About this task = Set out the listing word for word. End with the line that contains "Where can the ceiling".

========================================

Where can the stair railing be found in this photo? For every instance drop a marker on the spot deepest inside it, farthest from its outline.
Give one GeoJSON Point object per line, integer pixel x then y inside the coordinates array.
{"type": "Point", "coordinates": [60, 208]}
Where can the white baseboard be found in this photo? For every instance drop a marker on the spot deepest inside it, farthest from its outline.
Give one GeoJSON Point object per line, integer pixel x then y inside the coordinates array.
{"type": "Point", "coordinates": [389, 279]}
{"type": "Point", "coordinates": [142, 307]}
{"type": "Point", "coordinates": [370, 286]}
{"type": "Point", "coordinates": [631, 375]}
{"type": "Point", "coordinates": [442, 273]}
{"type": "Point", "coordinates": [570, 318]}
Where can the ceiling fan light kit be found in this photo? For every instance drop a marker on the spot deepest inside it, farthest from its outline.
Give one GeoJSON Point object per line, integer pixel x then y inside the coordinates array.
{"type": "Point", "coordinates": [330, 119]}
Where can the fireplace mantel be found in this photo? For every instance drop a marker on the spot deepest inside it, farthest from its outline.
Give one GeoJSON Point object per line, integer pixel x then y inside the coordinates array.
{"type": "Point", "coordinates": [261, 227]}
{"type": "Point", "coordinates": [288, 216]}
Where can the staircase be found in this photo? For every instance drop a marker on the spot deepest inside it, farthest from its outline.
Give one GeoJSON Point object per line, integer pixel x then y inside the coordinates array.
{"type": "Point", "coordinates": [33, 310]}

========================================

Solution to this task =
Where can the stair railing be found in this photo? For every instance drop a marker on the spot deepest inside it, farthest from its outline.
Give one GeoJSON Point object per line, integer pixel x then y inside the coordinates array.
{"type": "Point", "coordinates": [60, 208]}
Where can the white baseboard be found in this photo? For every instance drop a marker on the spot deepest inside it, farthest from its outline.
Give one GeoJSON Point object per line, integer pixel x then y inside the coordinates array.
{"type": "Point", "coordinates": [389, 279]}
{"type": "Point", "coordinates": [142, 307]}
{"type": "Point", "coordinates": [370, 286]}
{"type": "Point", "coordinates": [631, 375]}
{"type": "Point", "coordinates": [442, 273]}
{"type": "Point", "coordinates": [570, 318]}
Where can the ceiling fan light kit be found in this photo? For every instance drop a marker on the spot deepest inside it, farthest from its outline.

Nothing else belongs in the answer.